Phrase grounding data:
+++

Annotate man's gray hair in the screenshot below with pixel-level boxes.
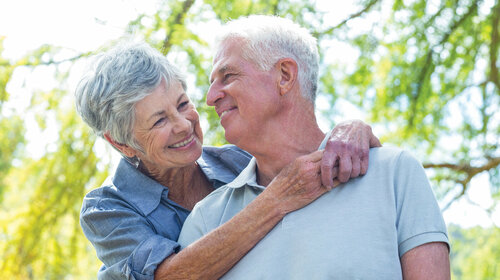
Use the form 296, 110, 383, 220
214, 15, 319, 103
74, 42, 186, 162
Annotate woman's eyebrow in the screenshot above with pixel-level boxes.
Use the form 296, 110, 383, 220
147, 110, 166, 122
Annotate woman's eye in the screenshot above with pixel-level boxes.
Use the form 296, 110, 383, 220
153, 117, 166, 127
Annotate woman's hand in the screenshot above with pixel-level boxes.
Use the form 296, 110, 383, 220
160, 151, 334, 280
321, 119, 381, 187
264, 150, 339, 215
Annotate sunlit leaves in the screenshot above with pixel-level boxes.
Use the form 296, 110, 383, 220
449, 225, 500, 279
0, 116, 24, 203
0, 110, 108, 279
0, 37, 13, 105
0, 0, 499, 278
0, 42, 107, 278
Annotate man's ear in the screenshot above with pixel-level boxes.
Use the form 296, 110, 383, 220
277, 58, 298, 96
103, 133, 137, 158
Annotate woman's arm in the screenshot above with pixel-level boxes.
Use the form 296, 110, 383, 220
154, 120, 379, 279
155, 151, 335, 280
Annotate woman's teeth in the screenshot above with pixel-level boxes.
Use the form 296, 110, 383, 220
169, 135, 194, 148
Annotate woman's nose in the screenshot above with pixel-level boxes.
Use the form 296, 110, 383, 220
172, 114, 191, 134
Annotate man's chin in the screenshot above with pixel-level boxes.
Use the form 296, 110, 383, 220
224, 130, 240, 146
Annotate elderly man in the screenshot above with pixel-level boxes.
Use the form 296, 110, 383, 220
178, 15, 450, 279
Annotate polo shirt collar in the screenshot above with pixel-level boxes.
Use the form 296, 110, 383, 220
225, 131, 331, 190
226, 157, 261, 189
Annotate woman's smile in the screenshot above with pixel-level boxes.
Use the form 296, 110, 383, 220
169, 134, 195, 149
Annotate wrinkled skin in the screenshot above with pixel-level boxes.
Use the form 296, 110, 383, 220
322, 119, 382, 187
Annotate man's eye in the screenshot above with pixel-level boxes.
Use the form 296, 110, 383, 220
223, 73, 235, 82
178, 101, 189, 109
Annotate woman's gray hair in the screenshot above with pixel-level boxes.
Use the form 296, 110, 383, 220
74, 42, 186, 163
214, 15, 319, 104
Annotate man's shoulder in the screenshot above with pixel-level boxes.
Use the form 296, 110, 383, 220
369, 146, 402, 158
194, 184, 237, 212
191, 181, 254, 229
369, 146, 420, 166
179, 184, 243, 248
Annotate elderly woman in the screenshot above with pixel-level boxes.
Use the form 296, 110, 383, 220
75, 42, 379, 279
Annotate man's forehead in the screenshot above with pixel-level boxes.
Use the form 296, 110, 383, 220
213, 39, 244, 64
210, 44, 242, 80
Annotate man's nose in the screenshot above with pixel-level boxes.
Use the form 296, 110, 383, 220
206, 82, 225, 106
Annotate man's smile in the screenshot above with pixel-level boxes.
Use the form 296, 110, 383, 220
217, 106, 238, 119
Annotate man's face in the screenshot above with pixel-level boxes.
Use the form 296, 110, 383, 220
207, 39, 281, 147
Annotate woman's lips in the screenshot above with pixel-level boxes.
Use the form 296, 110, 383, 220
168, 134, 195, 148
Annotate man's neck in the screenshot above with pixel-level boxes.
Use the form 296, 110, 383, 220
249, 108, 325, 186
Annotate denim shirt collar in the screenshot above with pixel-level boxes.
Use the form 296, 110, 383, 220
112, 146, 251, 215
197, 146, 250, 188
112, 158, 166, 216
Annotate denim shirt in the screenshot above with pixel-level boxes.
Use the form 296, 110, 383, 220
80, 145, 252, 280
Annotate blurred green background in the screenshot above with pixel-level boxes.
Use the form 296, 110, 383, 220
0, 0, 498, 278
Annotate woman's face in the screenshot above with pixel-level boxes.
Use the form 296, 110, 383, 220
130, 79, 203, 174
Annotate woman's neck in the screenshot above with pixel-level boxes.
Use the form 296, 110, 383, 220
140, 162, 213, 210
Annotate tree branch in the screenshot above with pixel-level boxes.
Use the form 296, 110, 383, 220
19, 52, 92, 67
271, 0, 280, 14
315, 0, 380, 36
424, 156, 500, 206
423, 156, 500, 175
0, 52, 91, 68
441, 184, 467, 212
489, 0, 500, 90
409, 0, 482, 126
162, 0, 195, 54
430, 157, 500, 211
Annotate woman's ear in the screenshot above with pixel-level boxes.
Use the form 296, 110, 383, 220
277, 58, 298, 96
103, 133, 137, 158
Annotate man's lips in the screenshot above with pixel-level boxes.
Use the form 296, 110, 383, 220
217, 106, 237, 118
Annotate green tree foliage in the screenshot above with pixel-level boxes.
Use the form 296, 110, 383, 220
0, 47, 107, 278
0, 0, 498, 278
330, 0, 500, 209
0, 37, 25, 203
449, 225, 500, 279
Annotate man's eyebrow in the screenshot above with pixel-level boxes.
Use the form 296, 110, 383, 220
210, 65, 233, 84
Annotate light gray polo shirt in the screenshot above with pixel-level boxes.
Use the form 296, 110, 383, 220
178, 145, 449, 279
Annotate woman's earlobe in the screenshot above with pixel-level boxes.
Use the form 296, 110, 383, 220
104, 133, 137, 158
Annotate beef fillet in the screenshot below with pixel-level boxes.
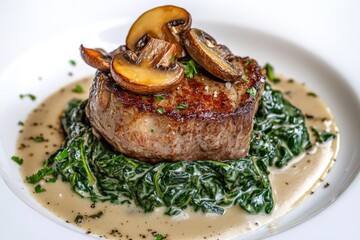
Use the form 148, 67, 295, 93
86, 57, 265, 163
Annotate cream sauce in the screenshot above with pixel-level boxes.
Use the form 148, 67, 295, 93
17, 76, 339, 240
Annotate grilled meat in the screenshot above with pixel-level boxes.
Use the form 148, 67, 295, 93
86, 56, 265, 162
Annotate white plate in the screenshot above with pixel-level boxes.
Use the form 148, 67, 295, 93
0, 1, 359, 240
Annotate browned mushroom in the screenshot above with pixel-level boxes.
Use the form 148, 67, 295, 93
126, 5, 191, 58
183, 28, 242, 82
80, 45, 112, 71
109, 45, 127, 57
111, 38, 184, 95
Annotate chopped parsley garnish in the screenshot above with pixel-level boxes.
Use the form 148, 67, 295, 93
176, 102, 188, 110
242, 77, 250, 83
69, 59, 77, 66
265, 63, 275, 80
154, 234, 165, 240
26, 168, 54, 184
244, 69, 249, 73
181, 59, 198, 78
154, 95, 165, 101
264, 63, 281, 83
11, 156, 23, 165
19, 94, 36, 101
18, 121, 24, 126
72, 85, 84, 93
34, 184, 46, 193
245, 60, 252, 66
33, 136, 45, 143
311, 127, 335, 143
150, 128, 154, 133
157, 108, 165, 114
246, 88, 257, 98
307, 92, 317, 97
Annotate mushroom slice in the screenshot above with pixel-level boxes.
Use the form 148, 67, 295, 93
183, 28, 242, 82
126, 5, 191, 58
137, 37, 178, 68
109, 45, 127, 57
80, 45, 111, 71
111, 39, 184, 95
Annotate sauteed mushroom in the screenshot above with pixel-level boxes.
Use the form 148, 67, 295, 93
183, 28, 242, 82
111, 38, 184, 95
80, 45, 111, 71
126, 5, 191, 58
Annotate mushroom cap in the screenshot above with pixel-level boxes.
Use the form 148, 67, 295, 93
80, 45, 111, 71
126, 5, 191, 58
183, 28, 242, 82
111, 38, 185, 95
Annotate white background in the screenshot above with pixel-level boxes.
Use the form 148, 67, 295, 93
0, 0, 359, 239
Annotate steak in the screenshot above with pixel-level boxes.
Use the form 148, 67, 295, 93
86, 57, 265, 163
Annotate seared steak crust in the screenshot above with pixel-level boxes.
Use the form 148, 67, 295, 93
86, 57, 265, 162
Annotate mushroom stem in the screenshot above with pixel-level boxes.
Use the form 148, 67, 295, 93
137, 37, 177, 68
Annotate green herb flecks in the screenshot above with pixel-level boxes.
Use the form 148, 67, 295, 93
311, 127, 335, 143
11, 156, 23, 165
272, 78, 281, 83
307, 92, 318, 97
35, 184, 46, 193
246, 88, 257, 98
18, 121, 24, 126
154, 95, 165, 101
26, 168, 54, 184
72, 85, 84, 93
154, 234, 165, 240
265, 63, 281, 83
176, 102, 189, 110
69, 59, 77, 66
157, 107, 165, 114
33, 136, 45, 143
242, 77, 250, 83
181, 59, 198, 78
20, 94, 36, 101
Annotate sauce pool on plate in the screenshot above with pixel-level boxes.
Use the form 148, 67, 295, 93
17, 76, 339, 240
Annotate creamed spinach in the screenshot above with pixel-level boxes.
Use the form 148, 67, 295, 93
27, 81, 312, 216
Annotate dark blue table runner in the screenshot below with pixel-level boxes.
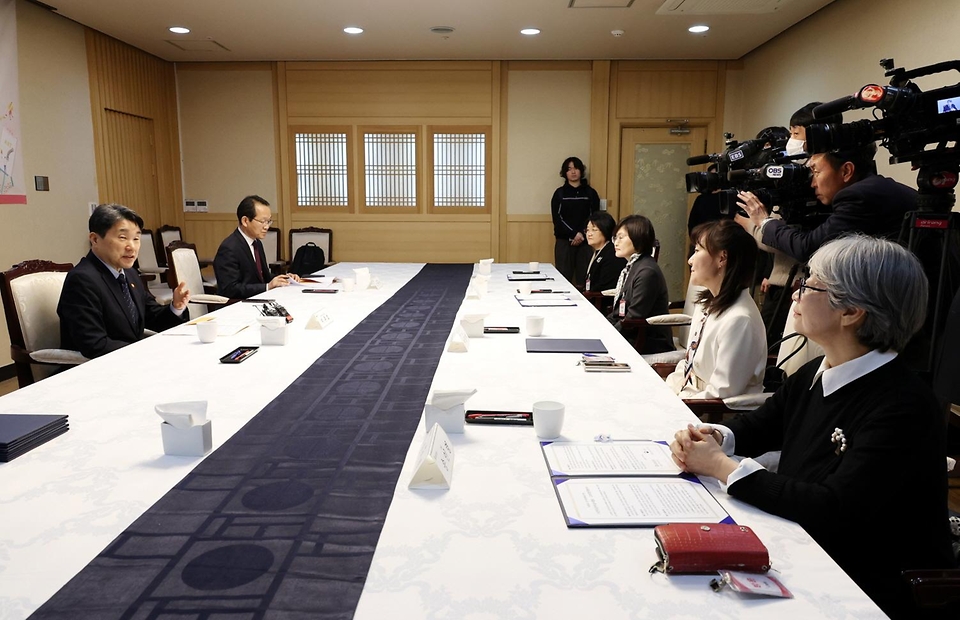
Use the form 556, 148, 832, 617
32, 264, 473, 619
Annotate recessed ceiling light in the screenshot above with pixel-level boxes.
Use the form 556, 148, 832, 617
169, 26, 190, 34
688, 25, 710, 34
344, 26, 364, 35
430, 26, 456, 35
520, 28, 541, 36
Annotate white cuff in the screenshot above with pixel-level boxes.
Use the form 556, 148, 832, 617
721, 457, 766, 493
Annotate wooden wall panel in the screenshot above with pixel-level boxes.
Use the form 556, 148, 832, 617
504, 216, 555, 264
86, 29, 183, 229
183, 213, 238, 260
101, 111, 160, 228
300, 221, 492, 263
616, 70, 718, 119
285, 65, 493, 119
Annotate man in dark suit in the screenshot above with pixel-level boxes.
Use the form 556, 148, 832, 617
58, 204, 190, 359
213, 195, 298, 299
735, 142, 917, 263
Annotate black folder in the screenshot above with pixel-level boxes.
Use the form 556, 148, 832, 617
0, 414, 69, 462
525, 338, 608, 354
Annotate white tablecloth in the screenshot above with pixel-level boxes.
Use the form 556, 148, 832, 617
0, 263, 883, 619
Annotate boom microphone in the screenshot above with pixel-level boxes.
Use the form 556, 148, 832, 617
686, 154, 715, 166
813, 95, 856, 119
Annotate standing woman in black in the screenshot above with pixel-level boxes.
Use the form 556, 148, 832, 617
551, 156, 599, 286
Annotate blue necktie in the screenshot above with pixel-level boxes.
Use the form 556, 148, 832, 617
117, 272, 139, 325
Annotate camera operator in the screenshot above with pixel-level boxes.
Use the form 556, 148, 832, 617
735, 141, 918, 264
746, 104, 839, 340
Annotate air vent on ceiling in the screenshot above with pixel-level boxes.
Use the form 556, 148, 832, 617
568, 0, 635, 8
656, 0, 794, 14
165, 39, 231, 52
430, 26, 456, 34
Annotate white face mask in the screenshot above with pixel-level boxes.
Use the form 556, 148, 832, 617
786, 138, 806, 157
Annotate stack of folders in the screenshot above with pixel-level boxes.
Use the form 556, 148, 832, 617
0, 414, 69, 462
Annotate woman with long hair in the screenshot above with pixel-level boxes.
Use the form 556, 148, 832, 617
665, 219, 766, 399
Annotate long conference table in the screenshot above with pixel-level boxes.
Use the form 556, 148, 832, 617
0, 262, 885, 619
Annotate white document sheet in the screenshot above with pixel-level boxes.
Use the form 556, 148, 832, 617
541, 440, 681, 476
552, 476, 731, 527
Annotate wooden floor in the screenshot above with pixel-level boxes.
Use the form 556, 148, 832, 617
1, 374, 959, 512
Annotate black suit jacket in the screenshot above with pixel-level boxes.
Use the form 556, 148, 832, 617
58, 251, 188, 359
583, 242, 626, 293
213, 229, 272, 299
762, 174, 917, 263
607, 255, 672, 354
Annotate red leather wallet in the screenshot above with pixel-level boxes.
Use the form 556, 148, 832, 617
650, 523, 771, 574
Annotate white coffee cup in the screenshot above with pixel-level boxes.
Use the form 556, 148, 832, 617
342, 277, 356, 292
533, 401, 565, 439
517, 281, 533, 295
526, 315, 544, 337
196, 320, 218, 343
529, 261, 539, 272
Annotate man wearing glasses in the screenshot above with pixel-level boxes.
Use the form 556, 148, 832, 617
214, 195, 300, 299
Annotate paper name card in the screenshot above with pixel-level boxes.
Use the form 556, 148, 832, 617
370, 276, 383, 289
447, 324, 470, 352
306, 308, 334, 330
408, 423, 455, 489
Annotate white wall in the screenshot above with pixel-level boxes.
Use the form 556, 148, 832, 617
505, 70, 592, 214
1, 0, 98, 366
177, 67, 278, 213
732, 0, 960, 189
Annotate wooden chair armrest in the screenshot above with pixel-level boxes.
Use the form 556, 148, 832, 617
681, 398, 731, 424
650, 362, 675, 380
903, 569, 960, 609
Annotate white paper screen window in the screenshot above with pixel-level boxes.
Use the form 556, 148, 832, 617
433, 133, 485, 208
364, 133, 417, 208
295, 133, 348, 207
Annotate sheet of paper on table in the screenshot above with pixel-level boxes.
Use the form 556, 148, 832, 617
541, 440, 681, 476
551, 475, 732, 527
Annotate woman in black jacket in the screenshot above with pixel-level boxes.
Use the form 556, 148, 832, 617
582, 211, 626, 293
606, 214, 672, 354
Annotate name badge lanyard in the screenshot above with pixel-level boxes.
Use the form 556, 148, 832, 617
682, 311, 710, 387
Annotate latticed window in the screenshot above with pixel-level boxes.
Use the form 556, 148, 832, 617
363, 132, 417, 208
294, 132, 348, 207
432, 133, 486, 208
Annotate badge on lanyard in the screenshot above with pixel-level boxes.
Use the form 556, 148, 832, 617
585, 277, 591, 291
618, 298, 626, 317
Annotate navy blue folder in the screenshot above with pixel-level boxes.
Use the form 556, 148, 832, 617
0, 414, 69, 462
525, 338, 608, 354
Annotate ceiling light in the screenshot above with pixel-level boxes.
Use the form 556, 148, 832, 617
169, 26, 190, 34
688, 25, 709, 34
430, 26, 455, 35
344, 26, 364, 35
520, 28, 541, 36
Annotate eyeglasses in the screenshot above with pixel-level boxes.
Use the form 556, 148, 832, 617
252, 218, 273, 227
796, 277, 828, 300
612, 233, 628, 242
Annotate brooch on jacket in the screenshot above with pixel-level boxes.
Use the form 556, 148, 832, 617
830, 427, 847, 456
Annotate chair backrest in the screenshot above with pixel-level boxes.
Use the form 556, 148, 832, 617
165, 241, 209, 316
776, 299, 825, 375
156, 225, 183, 266
264, 227, 282, 262
138, 229, 162, 272
677, 283, 705, 348
0, 259, 74, 385
290, 227, 332, 265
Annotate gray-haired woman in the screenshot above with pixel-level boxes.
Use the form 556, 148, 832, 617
670, 235, 953, 619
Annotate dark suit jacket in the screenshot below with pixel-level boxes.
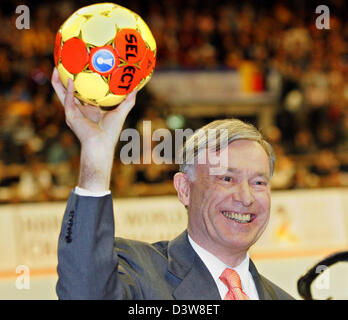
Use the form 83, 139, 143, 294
56, 192, 294, 300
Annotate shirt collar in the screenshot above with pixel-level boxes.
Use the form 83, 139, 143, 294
188, 234, 250, 286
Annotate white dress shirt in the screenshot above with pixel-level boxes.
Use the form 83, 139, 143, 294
74, 186, 259, 299
188, 235, 259, 300
75, 186, 111, 197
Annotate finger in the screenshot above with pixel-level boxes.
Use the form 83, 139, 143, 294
51, 68, 67, 105
63, 78, 84, 123
64, 78, 76, 112
77, 103, 102, 123
103, 89, 137, 125
102, 90, 137, 139
113, 89, 137, 117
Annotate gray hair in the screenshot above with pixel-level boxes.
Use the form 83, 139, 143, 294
178, 119, 275, 180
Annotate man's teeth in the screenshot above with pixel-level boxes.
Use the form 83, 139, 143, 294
222, 211, 251, 223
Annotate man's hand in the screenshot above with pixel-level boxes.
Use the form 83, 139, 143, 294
51, 68, 137, 192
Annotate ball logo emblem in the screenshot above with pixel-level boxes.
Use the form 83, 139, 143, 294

+++

Your answer should be the exact lines above from the one with "Annotate white paper" through the one with "Annotate brooch on", both included, and nothing besides.

→ EXPECTED ANSWER:
Annotate white paper screen window in the screenshot above with pixel-level boxes.
Use the form 556, 148, 832, 617
433, 133, 485, 208
364, 133, 417, 208
295, 133, 348, 207
Annotate sheet of paper on table in the screenshot above with pixel-level boxes.
Use the form 556, 148, 832, 617
541, 440, 681, 476
551, 475, 732, 527
Annotate woman in black jacket in the screenshot above with pixel-level boxes.
Use the form 556, 148, 832, 617
582, 211, 626, 293
606, 214, 672, 354
Annotate name badge lanyard in the screenshot above with pixel-level boxes.
Use the form 556, 148, 832, 617
682, 311, 710, 387
Annotate latticed window in the screenshot above with pixel-level boxes.
Use the form 556, 148, 832, 617
363, 132, 417, 208
294, 132, 348, 207
432, 133, 486, 208
Annotate badge on lanyard in the screenshot above with pixel-level boxes.
Use the form 556, 148, 832, 617
585, 277, 591, 291
618, 298, 626, 317
Annotate navy blue folder in the screenshot above with pixel-level boxes.
Use the form 556, 148, 832, 617
0, 414, 69, 462
525, 338, 608, 354
Annotate ceiling light in the screenshot above with pixel-level boxes.
Use the form 556, 148, 832, 617
169, 26, 190, 34
688, 25, 709, 34
430, 26, 455, 35
344, 26, 364, 35
520, 28, 541, 36
Annotate eyeglasses in the screenshot above with pixel-level boxes.
Use the form 556, 148, 832, 617
252, 218, 273, 227
796, 277, 828, 300
612, 233, 628, 242
Annotate brooch on jacket in the screenshot above with pixel-level boxes.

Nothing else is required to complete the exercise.